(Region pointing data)
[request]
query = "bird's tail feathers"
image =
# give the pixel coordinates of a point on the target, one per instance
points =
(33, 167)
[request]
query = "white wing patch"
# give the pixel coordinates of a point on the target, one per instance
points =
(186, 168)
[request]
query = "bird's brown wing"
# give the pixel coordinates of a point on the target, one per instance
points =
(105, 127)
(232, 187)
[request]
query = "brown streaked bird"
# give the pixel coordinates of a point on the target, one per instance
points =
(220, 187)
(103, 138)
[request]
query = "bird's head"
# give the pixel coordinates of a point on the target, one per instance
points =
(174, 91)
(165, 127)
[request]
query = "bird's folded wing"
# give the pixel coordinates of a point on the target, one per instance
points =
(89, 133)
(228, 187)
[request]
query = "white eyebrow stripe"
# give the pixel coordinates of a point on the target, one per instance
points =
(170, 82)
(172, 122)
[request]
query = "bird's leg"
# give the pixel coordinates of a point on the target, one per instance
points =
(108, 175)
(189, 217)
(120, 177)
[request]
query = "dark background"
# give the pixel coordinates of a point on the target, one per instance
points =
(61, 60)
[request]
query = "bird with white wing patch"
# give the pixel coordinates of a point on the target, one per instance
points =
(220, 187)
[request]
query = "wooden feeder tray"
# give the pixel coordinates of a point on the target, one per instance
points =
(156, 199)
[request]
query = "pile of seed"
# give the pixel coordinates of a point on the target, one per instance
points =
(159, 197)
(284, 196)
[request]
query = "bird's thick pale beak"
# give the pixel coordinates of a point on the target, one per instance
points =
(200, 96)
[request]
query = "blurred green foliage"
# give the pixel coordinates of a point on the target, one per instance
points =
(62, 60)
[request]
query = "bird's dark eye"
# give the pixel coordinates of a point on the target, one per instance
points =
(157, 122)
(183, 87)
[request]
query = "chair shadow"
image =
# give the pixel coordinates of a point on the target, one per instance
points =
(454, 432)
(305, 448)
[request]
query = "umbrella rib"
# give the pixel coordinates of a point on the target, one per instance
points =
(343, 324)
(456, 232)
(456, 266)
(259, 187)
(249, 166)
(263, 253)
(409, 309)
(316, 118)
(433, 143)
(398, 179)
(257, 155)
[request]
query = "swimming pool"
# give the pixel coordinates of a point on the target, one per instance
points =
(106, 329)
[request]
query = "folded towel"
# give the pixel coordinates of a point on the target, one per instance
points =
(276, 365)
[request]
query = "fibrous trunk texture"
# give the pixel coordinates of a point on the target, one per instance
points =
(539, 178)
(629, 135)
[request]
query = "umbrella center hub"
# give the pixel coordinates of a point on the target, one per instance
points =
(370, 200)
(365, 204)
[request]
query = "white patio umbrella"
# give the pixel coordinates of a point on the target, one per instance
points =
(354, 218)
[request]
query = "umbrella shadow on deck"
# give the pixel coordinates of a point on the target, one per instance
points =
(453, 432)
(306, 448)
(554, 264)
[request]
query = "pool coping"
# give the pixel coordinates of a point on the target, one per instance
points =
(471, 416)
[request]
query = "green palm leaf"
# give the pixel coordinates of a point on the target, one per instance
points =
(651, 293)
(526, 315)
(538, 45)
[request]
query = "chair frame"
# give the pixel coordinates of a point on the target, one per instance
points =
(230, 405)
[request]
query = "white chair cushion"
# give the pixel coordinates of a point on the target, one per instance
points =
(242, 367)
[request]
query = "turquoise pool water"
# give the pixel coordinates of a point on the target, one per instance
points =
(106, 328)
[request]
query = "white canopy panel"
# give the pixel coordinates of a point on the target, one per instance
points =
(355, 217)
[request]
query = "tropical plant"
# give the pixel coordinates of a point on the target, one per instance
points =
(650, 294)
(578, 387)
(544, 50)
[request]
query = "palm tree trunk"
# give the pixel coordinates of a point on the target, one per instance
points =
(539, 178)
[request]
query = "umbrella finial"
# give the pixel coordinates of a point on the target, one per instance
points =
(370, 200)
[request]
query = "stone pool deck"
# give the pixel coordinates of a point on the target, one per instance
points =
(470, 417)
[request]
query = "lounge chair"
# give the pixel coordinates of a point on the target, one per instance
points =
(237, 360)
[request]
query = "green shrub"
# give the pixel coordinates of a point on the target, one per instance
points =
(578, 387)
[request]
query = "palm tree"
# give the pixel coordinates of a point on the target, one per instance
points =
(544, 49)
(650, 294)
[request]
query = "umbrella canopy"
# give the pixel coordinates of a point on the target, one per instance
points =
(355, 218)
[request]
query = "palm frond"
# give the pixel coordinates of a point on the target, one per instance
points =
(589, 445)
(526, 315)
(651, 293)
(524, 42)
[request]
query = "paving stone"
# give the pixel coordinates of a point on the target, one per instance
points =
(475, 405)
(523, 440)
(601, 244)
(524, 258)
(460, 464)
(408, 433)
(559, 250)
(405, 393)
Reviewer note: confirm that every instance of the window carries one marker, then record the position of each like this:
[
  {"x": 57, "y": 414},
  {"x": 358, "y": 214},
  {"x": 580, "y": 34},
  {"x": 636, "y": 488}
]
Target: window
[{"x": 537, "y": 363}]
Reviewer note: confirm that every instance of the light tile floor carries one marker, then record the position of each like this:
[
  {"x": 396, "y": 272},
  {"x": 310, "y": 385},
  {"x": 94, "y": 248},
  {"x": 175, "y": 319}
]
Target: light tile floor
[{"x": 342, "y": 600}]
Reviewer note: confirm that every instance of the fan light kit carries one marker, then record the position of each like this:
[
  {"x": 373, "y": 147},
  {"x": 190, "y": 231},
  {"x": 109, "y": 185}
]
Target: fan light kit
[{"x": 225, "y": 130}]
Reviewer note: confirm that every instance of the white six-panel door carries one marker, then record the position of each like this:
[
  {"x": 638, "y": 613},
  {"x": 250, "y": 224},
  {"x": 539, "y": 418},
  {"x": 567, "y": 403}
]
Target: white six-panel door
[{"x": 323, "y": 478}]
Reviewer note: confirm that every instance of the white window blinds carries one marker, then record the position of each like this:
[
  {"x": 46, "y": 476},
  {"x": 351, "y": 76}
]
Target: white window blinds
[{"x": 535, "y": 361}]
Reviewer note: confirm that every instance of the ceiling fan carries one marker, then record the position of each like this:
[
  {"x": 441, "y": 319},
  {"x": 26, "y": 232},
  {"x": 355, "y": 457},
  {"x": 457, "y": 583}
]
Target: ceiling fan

(TRY IT):
Every record shown above should be written out again exactly.

(OUTPUT OF THE TASK):
[request]
query = "bird's tail feathers"
image =
# give the pixel coordinates of a point on the target, one per instance
points =
(33, 167)
[request]
query = "white wing patch"
# give the pixel coordinates of a point on the target, one per instance
points =
(186, 168)
[request]
query = "bird's brown wing"
# give the pixel coordinates of a point on the target, one per instance
points =
(105, 127)
(232, 187)
[request]
query = "brown streaked bird"
# give the pixel coordinates of a point on the target, one per instance
points =
(220, 187)
(103, 138)
[request]
query = "bird's head"
# give the pixel coordinates of a point on the target, one per instance
points =
(174, 91)
(165, 127)
[request]
query = "bird's folded wing"
# give the pixel coordinates of a point on the target, one per instance
points =
(89, 133)
(228, 187)
[request]
query = "white eyebrow stripe"
# give the pixel coordinates of a point on the target, one per instance
points =
(170, 82)
(172, 122)
[request]
query = "bird's leg"
# give the pixel coordinates of a point on the target, one per instance
points =
(108, 175)
(189, 217)
(120, 177)
[request]
query = "dark background"
# give the pixel coordinates of a point on the target, one per instance
points =
(61, 60)
[request]
query = "bird with white wing patch"
# give the pixel coordinates of a point on the target, one per instance
points =
(220, 187)
[request]
query = "wooden feeder tray"
# give the pixel coordinates of a point on the target, one per instance
points =
(156, 199)
[request]
query = "pile of seed"
# give the pixel coordinates of a point on the target, one per instance
points =
(159, 197)
(284, 196)
[request]
query = "bird's thick pale beak"
# give the pixel coordinates of a point on the target, one per instance
points =
(200, 96)
[request]
query = "blurred green foliage"
# give the pixel coordinates of a point on the target, one per instance
points =
(62, 60)
[request]
query = "bird's dark eye"
# give the pixel coordinates of a point on the target, one per instance
points =
(157, 122)
(183, 87)
[request]
query = "chair shadow"
image =
# give the pixel coordinates of a point on the target, one per instance
points =
(454, 432)
(305, 448)
[request]
query = "umbrella rib"
# give the pixel coordinates of a point on the target, one per instance
points =
(343, 324)
(456, 232)
(456, 266)
(259, 187)
(249, 166)
(263, 253)
(409, 309)
(316, 118)
(433, 143)
(398, 179)
(257, 155)
[request]
query = "swimming pool"
# give the pixel coordinates of a point on the target, one per instance
points =
(106, 329)
[request]
query = "folded towel"
# give the pixel coordinates of a point on the target, one per instance
points =
(276, 365)
[request]
query = "fibrous trunk texture"
# give the pixel coordinates of a point on the target, one per instance
points =
(539, 178)
(629, 135)
[request]
query = "umbrella center hub"
# give the pixel coordinates of a point on the target, one per instance
points =
(370, 200)
(365, 204)
[request]
query = "white patio umbrella"
# give the pixel coordinates of a point on the target, one per instance
points =
(354, 218)
[request]
query = "umbrella shadow on deck"
# give the pixel coordinates of a point on the target, one per instance
points =
(453, 432)
(306, 448)
(554, 264)
[request]
query = "pool coping"
# give the pixel coordinates of a point on the target, one per instance
points =
(471, 416)
[request]
query = "green palm leaf"
# give the pixel coordinates of a point on the target, one per instance
points =
(651, 293)
(526, 315)
(538, 45)
[request]
query = "chair frame"
# give the pixel coordinates of a point on the target, one per instance
points =
(230, 405)
[request]
query = "white chair cushion"
# give the pixel coordinates of a point on the target, one per instance
points =
(242, 367)
[request]
query = "turquoise pool water"
# give the pixel coordinates of a point on the target, one per instance
points =
(106, 328)
[request]
query = "white canopy panel"
# give the pixel coordinates of a point on the target, one per instance
points =
(355, 217)
[request]
query = "tropical plant"
# give the pixel coordinates of a point on the target, one per instance
points =
(650, 294)
(578, 387)
(544, 50)
[request]
query = "palm tree trunk"
# give the pixel coordinates of a point on the target, one per instance
points =
(539, 178)
[request]
query = "umbrella finial"
# give the pixel coordinates of a point on the target, one per instance
points =
(370, 200)
[request]
query = "stone pool deck"
# give the pixel coordinates of a point on the target, one per instance
points =
(470, 417)
[request]
query = "lounge chair"
# give the pixel coordinates of a point on the target, one per instance
points =
(237, 360)
[request]
query = "green shrub"
# give the pixel coordinates of a point on the target, one per instance
points =
(578, 387)
[request]
query = "palm tree"
# give the pixel coordinates of a point on the target, one per instance
points =
(544, 49)
(650, 294)
[request]
query = "umbrella canopy"
# give the pixel coordinates of a point on the target, one per instance
points =
(355, 218)
[request]
query = "palm frond"
# give the pixel coordinates of a point on the target, one per instance
points =
(589, 445)
(526, 315)
(651, 293)
(524, 42)
[request]
query = "paving stone"
# give the pixel coordinates of a point on the target, one per instance
points =
(475, 405)
(523, 440)
(601, 244)
(524, 258)
(460, 464)
(408, 433)
(559, 250)
(405, 393)
Reviewer note: confirm that every instance of the window carries one marker, then record the position of each like this:
[
  {"x": 57, "y": 414},
  {"x": 358, "y": 214},
  {"x": 580, "y": 34},
  {"x": 636, "y": 488}
]
Target: window
[{"x": 537, "y": 363}]
Reviewer note: confirm that every instance of the light tile floor carries one marker, then record the position of each like this:
[
  {"x": 396, "y": 272},
  {"x": 310, "y": 385},
  {"x": 94, "y": 248},
  {"x": 175, "y": 319}
]
Target: light tile floor
[{"x": 342, "y": 600}]
Reviewer note: confirm that every instance of the fan light kit carries one marker, then record the position of each like this:
[
  {"x": 373, "y": 147},
  {"x": 190, "y": 231},
  {"x": 109, "y": 185}
]
Target: fan light kit
[{"x": 225, "y": 130}]
Reviewer note: confirm that every instance of the white six-panel door carries one marker, then record the position of each like this:
[
  {"x": 638, "y": 613},
  {"x": 250, "y": 224},
  {"x": 539, "y": 418},
  {"x": 567, "y": 403}
]
Target: white six-panel door
[{"x": 323, "y": 478}]
Reviewer note: confirm that every instance of the white window blinds carries one marker, then record the position of each like this:
[
  {"x": 46, "y": 476},
  {"x": 351, "y": 76}
]
Target: white window blinds
[{"x": 535, "y": 361}]
Reviewer note: confirm that every instance of the ceiling fan carries one marker, then record the position of each like this:
[
  {"x": 441, "y": 319},
  {"x": 26, "y": 232},
  {"x": 355, "y": 457},
  {"x": 457, "y": 583}
]
Target: ceiling fan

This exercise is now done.